__REQUIREMENTS__. From the data below, pull out every line containing the string "wheel" and list those lines. Matching is case-sensitive.

__GIVEN DATA__.
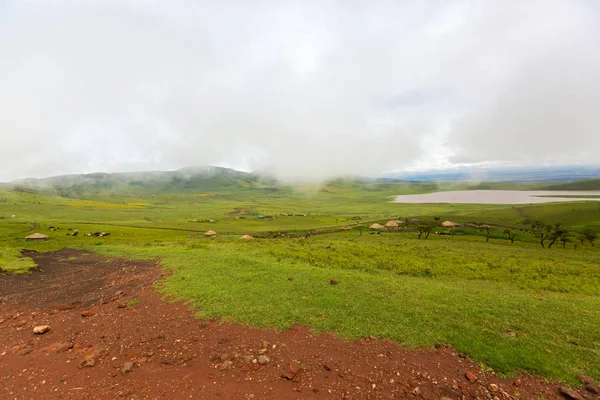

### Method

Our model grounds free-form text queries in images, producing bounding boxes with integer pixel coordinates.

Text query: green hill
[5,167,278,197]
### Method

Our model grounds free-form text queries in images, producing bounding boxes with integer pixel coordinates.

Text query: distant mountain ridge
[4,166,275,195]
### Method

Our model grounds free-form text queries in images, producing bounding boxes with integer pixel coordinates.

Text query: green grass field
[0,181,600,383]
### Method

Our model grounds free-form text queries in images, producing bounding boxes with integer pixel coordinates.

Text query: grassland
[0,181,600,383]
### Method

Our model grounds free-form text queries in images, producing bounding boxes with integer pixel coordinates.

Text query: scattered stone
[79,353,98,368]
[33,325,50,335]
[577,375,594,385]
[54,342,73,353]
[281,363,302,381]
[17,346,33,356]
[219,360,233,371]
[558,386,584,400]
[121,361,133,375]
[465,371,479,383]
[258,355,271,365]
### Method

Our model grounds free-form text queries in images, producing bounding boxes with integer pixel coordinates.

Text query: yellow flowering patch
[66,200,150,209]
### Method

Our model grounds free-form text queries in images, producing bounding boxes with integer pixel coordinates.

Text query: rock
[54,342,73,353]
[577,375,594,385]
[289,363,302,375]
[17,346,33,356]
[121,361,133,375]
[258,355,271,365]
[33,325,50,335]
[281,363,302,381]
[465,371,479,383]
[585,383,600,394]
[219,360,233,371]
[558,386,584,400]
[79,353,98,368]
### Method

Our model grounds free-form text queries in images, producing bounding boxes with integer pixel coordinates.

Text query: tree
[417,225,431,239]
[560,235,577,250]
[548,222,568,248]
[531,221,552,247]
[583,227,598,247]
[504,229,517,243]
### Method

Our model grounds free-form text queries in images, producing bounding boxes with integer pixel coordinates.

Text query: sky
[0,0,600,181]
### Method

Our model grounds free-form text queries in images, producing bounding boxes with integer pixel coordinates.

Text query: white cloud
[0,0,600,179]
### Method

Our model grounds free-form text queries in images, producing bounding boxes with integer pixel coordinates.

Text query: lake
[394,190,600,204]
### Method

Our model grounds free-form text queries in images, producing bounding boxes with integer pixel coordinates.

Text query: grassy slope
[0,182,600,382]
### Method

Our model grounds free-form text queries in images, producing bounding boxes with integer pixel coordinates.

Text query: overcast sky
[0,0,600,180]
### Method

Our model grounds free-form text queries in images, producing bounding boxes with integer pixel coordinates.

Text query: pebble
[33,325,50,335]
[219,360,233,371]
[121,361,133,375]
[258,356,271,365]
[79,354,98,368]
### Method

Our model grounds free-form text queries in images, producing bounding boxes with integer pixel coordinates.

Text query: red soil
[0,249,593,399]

---

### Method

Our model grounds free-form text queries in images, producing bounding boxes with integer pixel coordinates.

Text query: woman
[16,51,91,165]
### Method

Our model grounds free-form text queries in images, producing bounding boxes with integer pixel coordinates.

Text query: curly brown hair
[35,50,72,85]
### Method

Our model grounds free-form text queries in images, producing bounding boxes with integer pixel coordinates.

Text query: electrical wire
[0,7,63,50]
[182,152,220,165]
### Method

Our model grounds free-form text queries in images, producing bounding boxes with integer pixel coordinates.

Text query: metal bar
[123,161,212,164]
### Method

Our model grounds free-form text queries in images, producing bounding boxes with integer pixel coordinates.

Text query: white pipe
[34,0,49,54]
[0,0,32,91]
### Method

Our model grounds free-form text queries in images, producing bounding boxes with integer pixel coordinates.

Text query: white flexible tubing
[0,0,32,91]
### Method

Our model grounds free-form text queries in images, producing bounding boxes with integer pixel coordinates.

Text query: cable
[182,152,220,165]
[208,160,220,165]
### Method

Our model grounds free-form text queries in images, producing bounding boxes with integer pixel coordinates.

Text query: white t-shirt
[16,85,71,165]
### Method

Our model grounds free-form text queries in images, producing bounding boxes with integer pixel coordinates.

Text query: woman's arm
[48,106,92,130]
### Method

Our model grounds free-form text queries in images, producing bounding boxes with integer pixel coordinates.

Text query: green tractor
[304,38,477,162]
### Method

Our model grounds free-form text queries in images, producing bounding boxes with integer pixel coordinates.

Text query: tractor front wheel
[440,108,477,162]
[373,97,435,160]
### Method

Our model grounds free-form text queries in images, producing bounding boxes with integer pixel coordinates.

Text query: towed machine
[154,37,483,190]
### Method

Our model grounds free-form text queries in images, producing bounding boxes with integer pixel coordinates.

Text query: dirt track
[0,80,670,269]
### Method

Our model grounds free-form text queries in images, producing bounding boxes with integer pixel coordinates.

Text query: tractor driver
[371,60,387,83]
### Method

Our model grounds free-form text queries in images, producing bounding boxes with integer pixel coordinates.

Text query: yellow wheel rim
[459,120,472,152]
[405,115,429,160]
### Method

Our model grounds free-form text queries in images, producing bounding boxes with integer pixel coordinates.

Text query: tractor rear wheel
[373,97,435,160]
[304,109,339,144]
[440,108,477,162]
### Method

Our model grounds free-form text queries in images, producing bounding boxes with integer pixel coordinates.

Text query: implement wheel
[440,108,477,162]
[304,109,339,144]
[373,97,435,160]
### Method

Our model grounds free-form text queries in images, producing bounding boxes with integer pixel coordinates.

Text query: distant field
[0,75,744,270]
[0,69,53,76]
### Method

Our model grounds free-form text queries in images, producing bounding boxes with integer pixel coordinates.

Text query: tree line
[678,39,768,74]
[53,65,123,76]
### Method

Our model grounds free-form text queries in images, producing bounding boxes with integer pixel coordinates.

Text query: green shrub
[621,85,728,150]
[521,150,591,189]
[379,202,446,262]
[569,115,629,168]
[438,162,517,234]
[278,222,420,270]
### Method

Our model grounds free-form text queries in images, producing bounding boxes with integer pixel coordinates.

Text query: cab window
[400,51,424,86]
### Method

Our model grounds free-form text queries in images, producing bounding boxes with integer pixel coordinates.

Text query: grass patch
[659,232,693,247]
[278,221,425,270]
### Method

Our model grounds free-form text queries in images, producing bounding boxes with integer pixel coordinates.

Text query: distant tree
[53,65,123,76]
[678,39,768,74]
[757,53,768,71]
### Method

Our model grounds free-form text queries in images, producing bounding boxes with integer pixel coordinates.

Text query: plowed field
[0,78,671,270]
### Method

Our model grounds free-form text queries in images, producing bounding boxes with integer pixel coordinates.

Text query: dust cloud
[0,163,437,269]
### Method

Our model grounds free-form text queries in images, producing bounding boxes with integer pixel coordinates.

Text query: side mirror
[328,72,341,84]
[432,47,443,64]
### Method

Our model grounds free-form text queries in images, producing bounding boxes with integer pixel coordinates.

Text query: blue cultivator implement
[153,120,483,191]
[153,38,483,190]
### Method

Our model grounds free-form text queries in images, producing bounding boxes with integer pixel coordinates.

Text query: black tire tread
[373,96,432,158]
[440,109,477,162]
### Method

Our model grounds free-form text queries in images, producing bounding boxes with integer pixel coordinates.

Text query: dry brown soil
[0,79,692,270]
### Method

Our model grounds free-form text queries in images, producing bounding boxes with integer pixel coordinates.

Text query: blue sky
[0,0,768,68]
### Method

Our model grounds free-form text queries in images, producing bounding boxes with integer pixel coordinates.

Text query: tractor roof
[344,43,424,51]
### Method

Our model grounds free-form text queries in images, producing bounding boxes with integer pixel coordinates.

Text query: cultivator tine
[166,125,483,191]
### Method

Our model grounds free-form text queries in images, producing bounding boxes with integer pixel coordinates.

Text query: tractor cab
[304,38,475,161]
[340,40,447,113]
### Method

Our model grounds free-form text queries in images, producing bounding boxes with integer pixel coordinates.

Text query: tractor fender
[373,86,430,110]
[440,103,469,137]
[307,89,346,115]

__ANSWER TO THE PROBLEM__.
Text query: tractor front wheel
Text query: yellow wheel rim
Text query: tractor rear wheel
Text query: implement wheel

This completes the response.